» **REQUIREMENTS**: Copy out the listing below, replacing "pixel coordinates" with "image coordinates" every time it occurs. Keep everything else the same.

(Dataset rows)
====

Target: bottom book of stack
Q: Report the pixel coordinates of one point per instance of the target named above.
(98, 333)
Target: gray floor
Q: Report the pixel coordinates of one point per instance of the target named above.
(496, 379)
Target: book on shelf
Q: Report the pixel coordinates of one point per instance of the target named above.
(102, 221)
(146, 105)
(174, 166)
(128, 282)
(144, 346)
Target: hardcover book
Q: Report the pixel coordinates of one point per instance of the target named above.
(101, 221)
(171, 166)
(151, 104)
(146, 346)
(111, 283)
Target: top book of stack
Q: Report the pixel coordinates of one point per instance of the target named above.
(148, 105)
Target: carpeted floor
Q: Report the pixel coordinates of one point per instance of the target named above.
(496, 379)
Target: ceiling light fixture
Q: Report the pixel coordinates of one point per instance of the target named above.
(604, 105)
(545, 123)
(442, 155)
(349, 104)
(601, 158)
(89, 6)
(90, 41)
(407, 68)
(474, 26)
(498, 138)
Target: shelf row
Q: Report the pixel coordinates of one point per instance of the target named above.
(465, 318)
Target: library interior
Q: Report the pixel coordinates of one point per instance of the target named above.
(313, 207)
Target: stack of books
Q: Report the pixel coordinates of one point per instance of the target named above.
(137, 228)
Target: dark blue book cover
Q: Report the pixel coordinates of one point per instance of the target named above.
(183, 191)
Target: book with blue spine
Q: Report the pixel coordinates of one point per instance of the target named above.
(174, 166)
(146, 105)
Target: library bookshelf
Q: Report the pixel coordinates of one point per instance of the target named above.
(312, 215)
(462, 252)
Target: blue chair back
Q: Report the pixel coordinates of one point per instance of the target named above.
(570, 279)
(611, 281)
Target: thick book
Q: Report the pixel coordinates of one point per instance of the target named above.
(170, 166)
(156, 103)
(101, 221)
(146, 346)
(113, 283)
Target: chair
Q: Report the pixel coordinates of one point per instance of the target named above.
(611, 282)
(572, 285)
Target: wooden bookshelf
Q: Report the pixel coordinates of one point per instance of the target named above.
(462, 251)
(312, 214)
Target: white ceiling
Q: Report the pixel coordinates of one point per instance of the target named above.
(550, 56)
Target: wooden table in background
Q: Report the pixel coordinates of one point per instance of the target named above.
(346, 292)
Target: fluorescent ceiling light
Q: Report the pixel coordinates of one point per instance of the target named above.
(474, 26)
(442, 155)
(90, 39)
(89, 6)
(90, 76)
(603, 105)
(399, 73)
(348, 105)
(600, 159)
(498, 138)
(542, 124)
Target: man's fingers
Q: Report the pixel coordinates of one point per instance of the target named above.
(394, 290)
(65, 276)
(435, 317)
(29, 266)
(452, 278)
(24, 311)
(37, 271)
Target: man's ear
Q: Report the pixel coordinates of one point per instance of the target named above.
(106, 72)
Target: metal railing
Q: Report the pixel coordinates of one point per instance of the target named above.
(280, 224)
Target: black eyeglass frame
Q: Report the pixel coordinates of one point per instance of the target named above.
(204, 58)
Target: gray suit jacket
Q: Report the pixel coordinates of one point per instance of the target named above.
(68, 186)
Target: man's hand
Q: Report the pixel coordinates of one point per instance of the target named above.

====

» **SOLUTION TO THE PROBLEM**:
Target: bottom book of stack
Q: Report the image coordinates of one point per instance of the target named above.
(98, 333)
Target: gray floor
Q: Report the image coordinates of one point per instance of the target named above.
(496, 379)
Target: book on shelf
Q: Report the image coordinates of one point per instance of the target named above.
(102, 221)
(146, 105)
(174, 166)
(128, 282)
(144, 346)
Target: hardcover book
Q: Report the image coordinates of one point per instance of the target named above.
(101, 221)
(171, 166)
(151, 104)
(146, 346)
(111, 283)
Target: top book of stack
Q: Report the image coordinates of one point per instance of the target named above.
(148, 105)
Target: carpeted floor
Q: Report the image coordinates of one point per instance of the target named above.
(496, 379)
Target: ceiling light fixture
Q: Report the image coordinates of one point per instance of the target named above.
(604, 105)
(545, 123)
(442, 155)
(349, 104)
(601, 158)
(89, 6)
(90, 41)
(407, 68)
(474, 26)
(498, 138)
Target: shelf row
Q: Report the image coordinates of one point per instance of the target named above.
(465, 318)
Target: library interior
Q: Report the image coordinates of one point per instance of the target named above.
(313, 207)
Target: stack of books
Q: Report the image coordinates of one point per instance of the target named above.
(137, 228)
Target: dark blue book cover
Q: Report the image coordinates of one point per instance of the target named above.
(183, 191)
Target: book with blue spine
Q: Report the image coordinates of one point per instance of the target named above.
(174, 166)
(146, 105)
Target: library bookshelf
Q: Report the image coordinates of one point per instance of the target named above.
(312, 215)
(462, 252)
Target: blue chair back
Q: Report the image coordinates of one point per instance of the target named above.
(570, 279)
(611, 281)
Target: thick book
Q: Report the image coordinates of one point per instance of the target named above.
(170, 166)
(156, 103)
(101, 221)
(146, 346)
(113, 283)
Target: chair
Q: Report the image coordinates of one point per instance of the target named above.
(611, 282)
(572, 285)
Target: wooden bookshelf
Q: Report the image coordinates of one point per instance of the target named above.
(462, 251)
(312, 214)
Target: white ceiling
Q: Report the image coordinates of one point per instance of the target named above.
(550, 56)
Target: wooden table in background
Q: Report the image coordinates of one point per instance of the target named above.
(346, 292)
Target: fluorescent ceiling light
Q: Report the image coordinates of one point per instance of the target named above.
(474, 26)
(442, 155)
(90, 39)
(89, 6)
(90, 76)
(603, 105)
(399, 73)
(348, 105)
(600, 159)
(498, 138)
(542, 124)
Target: man's fingers
Q: Report the image coordinates of one point per instance of the target named above.
(394, 290)
(65, 276)
(435, 317)
(29, 266)
(452, 278)
(24, 311)
(37, 271)
Target: man's ear
Q: Report the image coordinates of one point per instance of the target named above.
(106, 72)
Target: metal railing
Q: Report the image coordinates of one point per instance of the target named above.
(280, 224)
Target: black eyeglass frame
Q: Report the image coordinates of one point per instance of the target named above.
(204, 58)
Target: gray suit jacket
Q: Report the image coordinates of one point per instance of the target named above.
(68, 186)
Target: man's hand
Q: Report the image coordinates of one point per instance of the target named above.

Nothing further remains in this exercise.